===== DOCUMENT TEXT =====

Your stratum weight is the proportion of the population in a given
stratum. Since you compute the overall mean as

y-bar, overall
= sum {over all population elements i} y_i/{total population size N}
= sum {over h enumerating strata} sum {over units i in stratum h} y_hi / N
= sum {over h enumerating strata} (stratum h size, N_h) times (mean in
stratum h, y-bar_h) / N
= sum {over h enumerating strata} (weight of stratum h) times y-bar_h

your stratum weight is N_h/N. Remember, you are NOT sampling at the
strata level.

Now, when you DO sample (at the PSU and SSU levels), your weights are
indeed inverse probabilities of selection. Hence the probability
component of your weight for the household j in village i in stratum h
is

(1/probability of selection of the PSU) times (1/probability of
selection of SSU)
= (total estimates size of all PSUs in stratum h/estimated size of the
sampled PSU hi) times (actual number of households in PSU h/# of
households eventually sampled from PSU h)

The discrepancy from the uniform weights, as noted by Steve, comes
from discrepancies between the estimated and the actual size of the
PSUs. If you had reasonably good preliminary data to base your design
on, this won't have any tragic consequences to the variability of
weights. To incorporate the non-response adjustments at this stage (cf
Steve's suggestions on post-stratification), you can replace the
second term by (actual number of households in PSU h/# of households
eventually observed from PSU h).

===== DATA LINES =====

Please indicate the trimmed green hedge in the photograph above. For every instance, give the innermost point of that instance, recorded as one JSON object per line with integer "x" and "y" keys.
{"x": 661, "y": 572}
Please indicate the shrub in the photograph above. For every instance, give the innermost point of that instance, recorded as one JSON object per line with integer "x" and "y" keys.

=====

▶ _TASKS_:
- A) Condense the paragraph of the post on survey weights that begins "The discrepancy from the uniform weights" into a short bulleted list, keeping its main facts.
- B) Continue the post on survey weights from its final sentence.
The listing plays no part in what follows.

▶ _TASK ANSWERS_:
- A)
- As Steve noted, weights depart from uniform because the estimated and actual PSU sizes differ.
- With reasonably good preliminary data behind the design, this won't have tragic consequences for the variability of the weights.
- To include non-response adjustments at this stage (cf. Steve's suggestions on post-stratification), replace the second term with (actual number of households in PSU h / # of households eventually observed from PSU h).

- B)
Your ultimate weight will be the product of: (i) stratum weight =
proportion of strata in the overall population; (ii) probability
weight, as above; (iii) non-response and poststratification adjustment
correction, as suggested by Steve. If you have post-stratification
information, you can also directly incorporate it with

svyset , poststrata( ) postweight( )

options. That's always a better option than just incorporating the
post-stratification weight into the sampling weight.

> My second concern is to know if I there is
> anything to do for the last step of this sampling design?

Technically, if sampling is performed with replacement at any stage,
you must not do anything in subsequent stages -- you get truly i.i.d.
data. If your sampling fractions are small, you approximately don't
have to do anything, and that's what is commonly done when sampling
fractions are in single digit percentages. So a relatively flat design

svyset PSU [pw=your weight computed as above], strata( rural/urban or

will give reasonably good variance estimates.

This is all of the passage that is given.